* _ЗАДАНИЯ_:
(a) Измените фрагмент текста о неглюбском ткацком орнаменте начиная со слов «Тогда оппозиция ржаного» вплоть до слов «прежде всего озимых.» включительно, заменив «девственной» на «нетронутой».
(b) Что, согласно тексту о неглюбском ткацком орнаменте, называется «козлом»?
(c) Подхватите текст о неглюбском ткацком орнаменте и продолжите его после последнего приведенного предложения.

* _ТЕКСТ СТРАНИЦЫ_:
###
То, что ромб с выступами трактуется как знак земли прорастающей (‘растительной силы земли’) в земледельческом коде, - не противоречит ‘велесовой силе’ этого же знака, ибо в глубине можно обнаружить синкретизм образа, когда животный и растительный образыт переводятся один в другой и сосуществуют в едином слове-корне (змей-земля) (95).

В неглюбской традиции ткачества выявляется оппозиция двух видов “лап”: “лапа глухая”, а чаще “лапа з веряб’ём” - “лапа з казлом”. Первая имеет в основе целостный ромб, вторая - раскрещенный ромб как идеограмму засеянного поля. Межевые знаки представлены обычно “лапамі” первого вида, значение которых мы связываем с незасеянной, т.е. девственной, дивьей, дикой землей и её растительной силой (и звериной силой). Два типа “лап” присутствуют в орнаменте разных рубах из неглюбской коллекции, в связи с чем можно предположить существование девичьего и женского чинов орнамента. Совершенно замечательно и высказывание “жыта - дзеўка, пшаніца - маладзіца”.

Тогда оппозиция ржаного поля (“жытняе нівы”) и поля пшеницы перенимает древнее противопоставление девственной и культурно освоенной человеком земли. Видимо, главную роль играет то, что рожь ‘воскресает’ после зимы, проходя через период ухода на тот свет, под снег, отчего нива весной рассматривается уже как ‘неораная’.

Это древнее представление может связывать “жыта” с божьей, девственной природой (ср. о Богородице: “Нива неораная яве… ”) и поддерживать традицию совершать обряды именно во ржаном поле, по отношению ко ржи и во время жатвы прежде всего озимых.

В термине “лапа з казлом” содержится точное геометрическое описание элемента, т.к. “козлом” называется косой крест. Здесь он раскрещивает городчатый ромб изнутри. Однако масса примеров говорит и об обрядовом сохранении термина с его значением плодородного символа ‘животного происхождения’. В составе весеннего обряда “Стрелы” есть песня с формульным зачином “Як пасеем полечка… ”. Далее: “Як унадзіўся да й той казёл… ” (96).

Дожиночная “барада” колосьев у межи нивы называется иногда “казёл”, “каза” (97). “Коза” колядного обряда участвует в ритуальном “засевании” домов, что должно обеспечить богатство в новом году.

Не углубляясь в исследование происхождения символа косого креста и плодородного символа ‘козла’ (98), мы останавливаемся здесь только на сопоставленииживых терминов в обрядовой деятельности и ткачестве местных традиций.
###
* _ИСХОДНЫЕ ДАННЫЕ_:
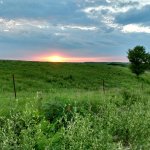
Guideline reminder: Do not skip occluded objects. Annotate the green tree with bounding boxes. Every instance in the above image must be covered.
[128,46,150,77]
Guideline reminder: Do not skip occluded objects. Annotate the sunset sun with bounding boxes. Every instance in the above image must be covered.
###
* _ОЖИДАЕМЫЕ ОТВЕТЫ_:
(a)
Тогда оппозиция ржаного поля (“жытняе нівы”) и поля пшеницы перенимает древнее противопоставление нетронутой и культурно освоенной человеком земли. Видимо, главную роль играет то, что рожь ‘воскресает’ после зимы, проходя через период ухода на тот свет, под снег, отчего нива весной рассматривается уже как ‘неораная’.

Это древнее представление может связывать “жыта” с божьей, нетронутой природой (ср. о Богородице: “Нива неораная яве… ”) и поддерживать традицию совершать обряды именно во ржаном поле, по отношению ко ржи и во время жатвы прежде всего озимых.

(b) «Козлом» называется косой крест.

(c)
Участие волокон-нитей животного и растительного происхождения (“воўны”, “канапель”, “ільну”) в ткачестве брачной женской одежды неглюбчанок - понёвы - может хранить древнюю семантику на уровне технологии. Обрядовая роль понёвы велика (ср., например, покрывание поневой животных для их большей плодовитости). Скрещение нитей шерстяных и нитей конопли или льна в одной ткани кажется магическим действием. Семантика увеличения плодородия сохраняется и на уровне орнамента. Косые кресты-“козлы” - один из узоров на поневе. Он же - и на женских рубахах. Особенно интересно присутствие знака на узоре-обереге “рубцов” - продольных швов, соединяющих “полы” рубах - внизу. Узор входит в фонд самых архаических орнаментальных элементов, выполняемых мережкой на наиболее ‘опасных’местах одежды- на швах и разрезах (99). Там же употребляется и узор “лапа” (именно ‘дикий’ее вариант). На рушниках браного чина сочетание”казла” и “лапы” естественно. Можно сравнить обрядовую синонимию терминов “казел” и “карагод”: “Дзе каза нагою, там жыта капою” (из колядной поэзии) - “Дзе карагод ходзіць, там жыта родзіць” (из весенних обрядов).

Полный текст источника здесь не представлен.